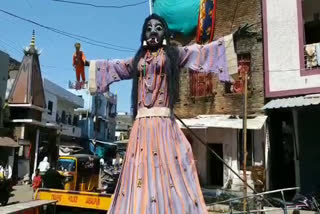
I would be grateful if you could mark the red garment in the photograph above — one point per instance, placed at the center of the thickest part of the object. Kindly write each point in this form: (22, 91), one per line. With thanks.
(78, 62)
(37, 182)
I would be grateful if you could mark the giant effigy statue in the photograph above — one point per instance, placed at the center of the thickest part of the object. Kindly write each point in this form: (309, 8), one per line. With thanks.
(159, 173)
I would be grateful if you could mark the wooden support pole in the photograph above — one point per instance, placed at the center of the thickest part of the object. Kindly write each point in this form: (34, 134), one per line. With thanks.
(244, 119)
(150, 6)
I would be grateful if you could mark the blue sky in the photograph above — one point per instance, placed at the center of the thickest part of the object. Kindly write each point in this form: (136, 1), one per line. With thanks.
(117, 26)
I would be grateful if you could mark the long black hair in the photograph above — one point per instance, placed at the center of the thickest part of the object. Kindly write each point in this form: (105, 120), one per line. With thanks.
(171, 65)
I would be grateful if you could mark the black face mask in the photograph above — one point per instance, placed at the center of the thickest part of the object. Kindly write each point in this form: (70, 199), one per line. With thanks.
(154, 33)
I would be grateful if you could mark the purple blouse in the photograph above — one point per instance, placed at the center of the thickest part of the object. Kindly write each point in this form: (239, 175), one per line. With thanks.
(152, 88)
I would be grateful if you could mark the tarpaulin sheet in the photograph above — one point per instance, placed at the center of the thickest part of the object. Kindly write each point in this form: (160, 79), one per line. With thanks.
(181, 15)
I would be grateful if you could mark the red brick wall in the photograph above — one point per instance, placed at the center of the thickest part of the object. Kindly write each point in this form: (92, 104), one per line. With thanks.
(229, 16)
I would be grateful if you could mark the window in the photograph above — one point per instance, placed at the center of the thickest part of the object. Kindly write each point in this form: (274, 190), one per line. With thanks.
(50, 106)
(311, 22)
(63, 117)
(250, 143)
(236, 86)
(97, 125)
(201, 84)
(311, 18)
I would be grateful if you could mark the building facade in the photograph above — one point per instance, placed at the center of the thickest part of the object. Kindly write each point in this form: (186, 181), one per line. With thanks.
(124, 123)
(97, 118)
(214, 110)
(60, 113)
(292, 80)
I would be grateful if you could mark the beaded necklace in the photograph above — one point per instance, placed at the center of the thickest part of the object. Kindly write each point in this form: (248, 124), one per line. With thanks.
(157, 80)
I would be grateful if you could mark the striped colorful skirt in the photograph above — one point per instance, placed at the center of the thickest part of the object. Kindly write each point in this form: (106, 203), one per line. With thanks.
(159, 173)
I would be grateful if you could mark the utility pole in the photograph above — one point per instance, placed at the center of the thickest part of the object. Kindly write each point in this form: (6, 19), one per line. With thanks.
(150, 6)
(244, 133)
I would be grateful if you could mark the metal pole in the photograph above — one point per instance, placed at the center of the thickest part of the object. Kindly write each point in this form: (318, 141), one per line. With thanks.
(36, 152)
(150, 6)
(244, 119)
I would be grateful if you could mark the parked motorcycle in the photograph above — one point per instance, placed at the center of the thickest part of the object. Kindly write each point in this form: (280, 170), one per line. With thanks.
(299, 202)
(110, 178)
(5, 191)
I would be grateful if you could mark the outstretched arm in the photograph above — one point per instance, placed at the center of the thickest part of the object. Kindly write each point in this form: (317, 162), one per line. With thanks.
(104, 72)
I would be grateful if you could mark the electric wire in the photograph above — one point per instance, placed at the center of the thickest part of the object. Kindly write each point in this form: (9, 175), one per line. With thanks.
(102, 6)
(73, 36)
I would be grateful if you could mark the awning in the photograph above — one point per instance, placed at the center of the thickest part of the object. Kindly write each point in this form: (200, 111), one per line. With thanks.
(103, 142)
(68, 148)
(313, 99)
(8, 142)
(223, 121)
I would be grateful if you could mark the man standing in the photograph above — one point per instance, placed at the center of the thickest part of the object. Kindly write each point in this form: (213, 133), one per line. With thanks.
(79, 60)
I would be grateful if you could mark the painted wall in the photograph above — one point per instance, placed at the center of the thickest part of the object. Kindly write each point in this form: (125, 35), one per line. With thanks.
(62, 100)
(97, 108)
(4, 63)
(283, 38)
(46, 116)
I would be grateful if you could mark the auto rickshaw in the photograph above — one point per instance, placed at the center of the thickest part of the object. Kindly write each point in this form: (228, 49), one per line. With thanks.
(81, 172)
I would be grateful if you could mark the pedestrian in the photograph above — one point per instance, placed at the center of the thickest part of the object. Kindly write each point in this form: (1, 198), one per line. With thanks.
(44, 166)
(37, 181)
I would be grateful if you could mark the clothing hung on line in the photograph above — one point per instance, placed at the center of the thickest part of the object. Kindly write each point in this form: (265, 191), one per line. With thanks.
(78, 62)
(318, 53)
(159, 173)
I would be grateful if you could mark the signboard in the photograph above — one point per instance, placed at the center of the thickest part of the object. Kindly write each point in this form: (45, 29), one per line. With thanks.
(85, 200)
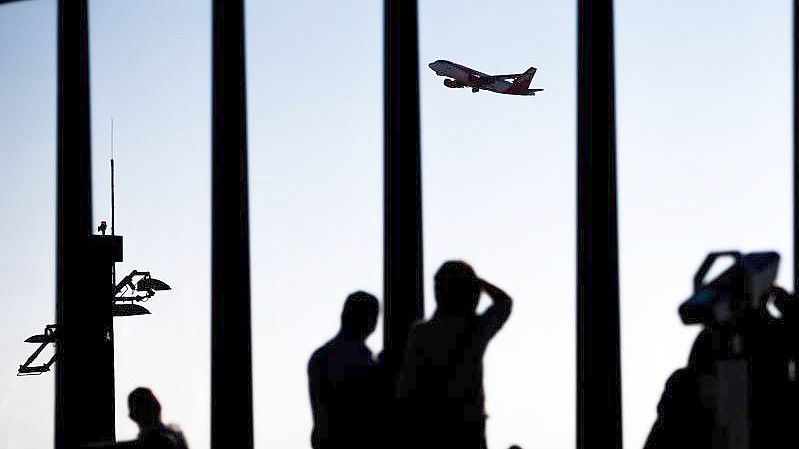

**DIRECTIONS**
Retype all of the records above word for word, leaving out the pictures.

**RESULT FOR THIS TASK**
I would be grateful if you could mark the red garment in the photograph above — one point per instance, placed at the center of the thickest part of the object. Kindly write each point in this form: (22, 91), one per line. With thanks.
(78, 62)
(37, 182)
I would be grateful if you could mark the giant effigy statue in the photograph above — one point per instance, placed at the center of the thickest part of the object. Kindly write each point in this form: (309, 8), one per line. With thanks.
(159, 173)
I would be grateful if you could mark the wooden support pole in the photograph above — one point per instance, placed at the center of the thickest part of the object. Kindly write each point in this form: (34, 134), one per line. With thanks.
(244, 119)
(150, 6)
I would be grateful if you could mark the blue sky in the photograph above — one point per instance, placed at the center of the thickest part of the object. Kindly write each point in this form: (136, 1), one per line. With thanks.
(117, 26)
I would be grateful if you could mark the long black hair in the photograph above — one point per instance, placed at the center of the thickest part of the object. Kindly write each point in this form: (105, 120), one per line. With thanks.
(171, 65)
I would be grateful if you could mark the black face mask in the photograph above — one point per instance, placed at the center of the thickest part of the object. Kindly write each point in this form: (70, 199), one per line. With thanks.
(154, 33)
I would be grateful if you could mark the purple blouse in the photograph above — one point per instance, placed at the center of the thickest part of the object. Kindly write each point in this form: (239, 175), one per line. With thanks.
(152, 88)
I would be grateful if you could mark the tarpaulin sheet in the photograph above — one point per instance, placed at the center of the thickest part of the object. Kindly write each point in this form: (160, 79), one per line. With thanks.
(181, 15)
I would be grateful if you could mark the red brick wall in the photograph above — one point per instance, placed at the center of the thickest part of the object. Kindly write each point in this form: (92, 104), one per line. With thanks.
(229, 16)
I would be grateful if you could mark the window in the photograph above — one point per instance, placed at the center of the thickest part of the object. Kindly write each point in this form: (274, 190), one per line. With thanks.
(50, 106)
(311, 22)
(63, 117)
(250, 143)
(236, 86)
(97, 125)
(201, 84)
(311, 18)
I would be grateful if you could mark the building facade in the photograph above — one point per instance, placed at the center of the thickest part of the object. Kindly write each point in this form: (186, 181), one per line. With thanks.
(124, 123)
(97, 118)
(214, 110)
(60, 113)
(292, 80)
I would be grateful if you could mark the beaded necklace in the photograph above — one point per instance, placed at the center of the thickest part of the object. Kindly write each point in this form: (248, 124), one per line. With thanks.
(157, 80)
I would be grateful if you could mark the striped colorful skirt in the photograph above — one point per instance, placed at the center of the thickest part of the object. Kindly write each point in this form: (106, 203), one per line. With thanks.
(159, 173)
I would be grateful if you could mark the utility pole in the photograph above — one point per instance, placed at the center of the thickest part of the object. Kindly write each point in this form: (6, 19), one per line. With thanks.
(150, 6)
(244, 133)
I would be grateful if you could mark the metal pole in the photograph above — one point per instance, placed at the center of the thickest part of the object. Kindly write each point in this form: (318, 141), one per line. With thanks.
(36, 152)
(150, 6)
(244, 119)
I would be grateful if you could mark the parked motorcycle in the photograph above — one point per instance, placed at the center of the thickest part of the object. Kindly write each point in this form: (280, 170), one per line. With thanks.
(299, 202)
(110, 178)
(5, 191)
I would be grateful if you could mark the outstretched arm in the photograph above — one point per instance, placed at the center of the thickest part of the object. Kindly write each point in this form: (317, 162), one per line. With thanks.
(104, 72)
I would be grateful if you could mark the electric wire in the photograph above — one point per instance, placed at the center of the thickest part of the object. Kindly write each point in this form: (9, 175), one per line. With thanks.
(102, 6)
(73, 36)
I would be grateful if you could mark the awning in the photograph above — one point per instance, placed at the center of the thickest part of the object. Kindly write each point in this form: (200, 111), one per line. With thanks.
(103, 142)
(68, 148)
(313, 99)
(8, 142)
(223, 121)
I would be grateful if you could mark the man standing in the photograph above — one point per instance, placed at the center of the thickest part of the object. Kindly write each point in this form: (213, 133), one per line. With thanks.
(79, 60)
I would be grateful if you could mark the painted wall in the photograph above — one point per instance, placed at the center of the thickest part of the object. Kindly write each point in this form: (125, 35), one per line. With thanks.
(62, 100)
(97, 108)
(4, 63)
(283, 38)
(46, 116)
I would be grateful if you could mark the auto rickshaw in the photograph above — one point per instance, placed at the center of the thickest part of the object. Kindly write each point in this form: (228, 49), one per line. With thanks.
(81, 172)
I would be grateful if you could mark the pedestrian in the photograph above — one point per instance, placed at the center of the thickest part of the object. Kindly write each point in this form: (1, 198), one per line. With thanks.
(44, 166)
(37, 181)
I would be grateful if you could mark the clothing hung on line in the photograph above — one point per instance, placed at the center of the thickest part of the object. Kindly write each point in this form: (265, 191), one per line. With thanks.
(78, 62)
(318, 53)
(159, 173)
I would be grateful if you could mark the signboard in the photograph above — one point per instance, placed at the center of the thickest part of the object. Kindly write each point in this form: (45, 29), one per line. With thanks.
(85, 200)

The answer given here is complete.